### TASK DIRECTIONS
Could you turn the paragraph that begins "dd from the other answers" in the forum thread below into a short list that keeps its main facts?
— START PASSAGE GIVEN —
Using a sparse file won't work for this. I need the file to be allocated disk space.

Interference answered 3/11, 2008 at 3:8 Comment(7)
Ext4 has much better file allocation performance, since whole blocks of up to 100MB can be allocated at once.Galvanism
The 'truncate' command creates a sparse file, by the way. E.g. see en.wikipedia.org/wiki/Sparse_fileLubberly
People seem to be grossly ignoring the "sparse file won't work with this", with their truncate and dd seeks below.Synonymy
You should have defined what you meant by "for testing". Testing the writing speed of your hard disk? Testing what df will report? Testing an app that does something particular. The answer depends on what you want to test. Anyway I'm a bit late -- I see now that it's been years since your question :-)Typeface
random: superuser.com/questions/470949/… |Xanthine
Just in case you are looking for a way to simulate a full partition, like I was, look no further than /dev/fullGermanic
What's the fastest way to generate a 1 GB text file containing random digits?Geanticline
S
740

dd from the other answers is a good solution, but it is slow for this purpose. In Linux (and other POSIX systems), we have fallocate, which uses the desired space without having to actually write anything to it, works with most modern disk based file systems, very fast:

For example:

fallocate -l 10G gentoo_root.img
Schaumberger answered 16/4, 2011 at 18:28 Comment(17)
— END PASSAGE GIVEN —
— START EXTRACTED ENTRIES —
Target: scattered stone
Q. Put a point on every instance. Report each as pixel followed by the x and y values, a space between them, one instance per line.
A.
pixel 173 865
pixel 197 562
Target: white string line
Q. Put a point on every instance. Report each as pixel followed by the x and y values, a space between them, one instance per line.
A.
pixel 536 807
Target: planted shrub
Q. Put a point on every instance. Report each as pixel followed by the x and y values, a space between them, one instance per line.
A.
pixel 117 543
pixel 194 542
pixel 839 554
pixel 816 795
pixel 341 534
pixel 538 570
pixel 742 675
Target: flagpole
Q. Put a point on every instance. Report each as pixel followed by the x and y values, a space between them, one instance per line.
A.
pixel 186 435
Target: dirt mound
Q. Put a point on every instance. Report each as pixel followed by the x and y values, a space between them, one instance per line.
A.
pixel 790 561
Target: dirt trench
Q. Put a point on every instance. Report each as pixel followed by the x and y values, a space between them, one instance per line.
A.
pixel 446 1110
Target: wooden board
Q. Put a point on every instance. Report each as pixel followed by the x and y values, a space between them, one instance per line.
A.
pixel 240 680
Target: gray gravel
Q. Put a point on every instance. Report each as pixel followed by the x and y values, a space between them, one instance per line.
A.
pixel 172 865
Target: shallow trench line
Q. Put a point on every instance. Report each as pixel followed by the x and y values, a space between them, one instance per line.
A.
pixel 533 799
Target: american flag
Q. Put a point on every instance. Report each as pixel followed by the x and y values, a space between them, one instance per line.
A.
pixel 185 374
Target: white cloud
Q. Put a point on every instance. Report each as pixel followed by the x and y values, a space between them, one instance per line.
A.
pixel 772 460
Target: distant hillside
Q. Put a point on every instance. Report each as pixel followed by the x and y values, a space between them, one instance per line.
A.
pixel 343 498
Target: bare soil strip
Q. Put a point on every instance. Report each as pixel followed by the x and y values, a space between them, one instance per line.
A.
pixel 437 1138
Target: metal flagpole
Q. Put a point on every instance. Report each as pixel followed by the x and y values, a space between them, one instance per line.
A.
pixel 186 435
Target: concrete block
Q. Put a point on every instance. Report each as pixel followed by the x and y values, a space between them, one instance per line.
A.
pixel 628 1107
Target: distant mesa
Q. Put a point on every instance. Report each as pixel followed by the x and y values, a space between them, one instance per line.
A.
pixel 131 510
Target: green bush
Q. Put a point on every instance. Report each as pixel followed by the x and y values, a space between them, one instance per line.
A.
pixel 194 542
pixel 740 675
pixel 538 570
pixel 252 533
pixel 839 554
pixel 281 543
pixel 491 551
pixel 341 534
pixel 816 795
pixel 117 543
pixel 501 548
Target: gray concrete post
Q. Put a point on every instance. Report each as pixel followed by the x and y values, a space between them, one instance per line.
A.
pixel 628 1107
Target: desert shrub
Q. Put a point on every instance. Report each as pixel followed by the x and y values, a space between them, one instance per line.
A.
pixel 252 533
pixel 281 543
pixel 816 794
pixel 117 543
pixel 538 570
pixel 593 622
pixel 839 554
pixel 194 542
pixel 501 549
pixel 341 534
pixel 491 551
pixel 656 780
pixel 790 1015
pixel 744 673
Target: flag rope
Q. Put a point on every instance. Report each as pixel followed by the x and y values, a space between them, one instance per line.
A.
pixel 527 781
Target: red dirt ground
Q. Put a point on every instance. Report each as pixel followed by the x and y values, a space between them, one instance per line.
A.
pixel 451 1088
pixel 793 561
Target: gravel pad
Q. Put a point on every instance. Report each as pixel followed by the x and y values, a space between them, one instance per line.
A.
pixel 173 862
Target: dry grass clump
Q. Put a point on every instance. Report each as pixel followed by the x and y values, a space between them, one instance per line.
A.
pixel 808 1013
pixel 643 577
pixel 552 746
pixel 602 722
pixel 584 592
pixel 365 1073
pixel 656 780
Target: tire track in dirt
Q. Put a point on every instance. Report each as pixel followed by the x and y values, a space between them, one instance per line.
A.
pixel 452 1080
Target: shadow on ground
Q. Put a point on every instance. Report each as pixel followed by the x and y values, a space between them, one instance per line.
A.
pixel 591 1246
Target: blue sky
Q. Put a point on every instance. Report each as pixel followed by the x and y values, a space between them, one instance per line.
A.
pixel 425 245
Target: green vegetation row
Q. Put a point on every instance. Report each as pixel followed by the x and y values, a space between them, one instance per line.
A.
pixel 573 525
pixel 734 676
— END EXTRACTED ENTRIES —
### WRITTEN REPLY
- dd, from the other answers, is a good solution but slow for this purpose.
- Linux and other POSIX systems have fallocate.
- fallocate uses the desired space without having to actually write anything to it.
- It works with most modern disk-based file systems.
- It is very fast.